Work instruction = According to the plan for v1.6.7 error handling, what is the name of the branch on which the work is done?

Text block =
>>>
Skip to main content

PLAN-v1.6.7 — error handling for the rest of the commands

IMPLEMENTATION RULES: Before implementing this plan, read and follow:

Status: Completed

Goal: Extend the v1.6.6 failure-handling pattern (fetch the actual reason + give an actionable next step, not "failed + URL") to the rest of the commands that currently emit cryptic ADO errors: merge-pr / add-service's PR-merge step, read_iac_variables REST failures, create-pr errors, and update's git-pull conflict.

Last Updated: 2026-05-29

Prerequisites: PLAN-v1.6.6-ux-and-error-handling ships report_pipeline_failure + the action-pattern table format. This plan reuses both.

Branch: standalone — feat/v1.6.7-error-handling-rest. Single PR, version bump 1.6.6 → 1.6.7.


What changes

1. report_pr_merge_failure <project> <pr-id>

When merge_pr_in_project (v2) or squash_complete_pr (v1) fails to mark a PR completed, fetch the PR + its branch policies and tell the user exactly which policy blocked them. Examples of common blockers in ADO:

  • Required reviewers haven't approved
  • Required build hasn't run / passed
  • Linked work items missing
  • Auto-complete waiting on something
  • PR is in draft mode

Output format (matches PLAN-v1.6.6 report_pipeline_failure):

✗ FAILED to merge PR #4839 in TCH900001-mrkmedlem (FrontendPlatform)
<<<
Records provided =
>>>
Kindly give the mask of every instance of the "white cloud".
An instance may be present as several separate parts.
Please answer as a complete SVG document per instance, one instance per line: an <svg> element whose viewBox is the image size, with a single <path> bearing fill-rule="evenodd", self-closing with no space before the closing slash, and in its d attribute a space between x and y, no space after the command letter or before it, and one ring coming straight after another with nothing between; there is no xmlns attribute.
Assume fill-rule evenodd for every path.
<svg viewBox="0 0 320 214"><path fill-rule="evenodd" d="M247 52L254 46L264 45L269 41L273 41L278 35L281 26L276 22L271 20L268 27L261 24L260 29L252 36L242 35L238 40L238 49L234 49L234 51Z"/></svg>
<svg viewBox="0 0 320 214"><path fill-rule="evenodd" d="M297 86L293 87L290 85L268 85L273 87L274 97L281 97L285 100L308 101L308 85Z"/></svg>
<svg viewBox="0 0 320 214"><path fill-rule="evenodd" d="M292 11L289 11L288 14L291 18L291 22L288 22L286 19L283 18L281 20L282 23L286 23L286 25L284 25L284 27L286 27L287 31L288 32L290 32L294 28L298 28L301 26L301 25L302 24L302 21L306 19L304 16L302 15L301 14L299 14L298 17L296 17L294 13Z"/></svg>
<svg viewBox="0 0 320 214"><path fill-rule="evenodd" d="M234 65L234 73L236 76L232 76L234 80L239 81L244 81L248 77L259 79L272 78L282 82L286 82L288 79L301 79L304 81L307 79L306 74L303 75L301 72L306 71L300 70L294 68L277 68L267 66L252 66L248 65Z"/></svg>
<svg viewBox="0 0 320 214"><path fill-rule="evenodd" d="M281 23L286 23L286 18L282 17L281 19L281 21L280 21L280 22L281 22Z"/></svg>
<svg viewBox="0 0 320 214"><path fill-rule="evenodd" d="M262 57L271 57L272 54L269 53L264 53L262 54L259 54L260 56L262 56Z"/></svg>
<<<
Result below = feat/v1.6.7-error-handling-rest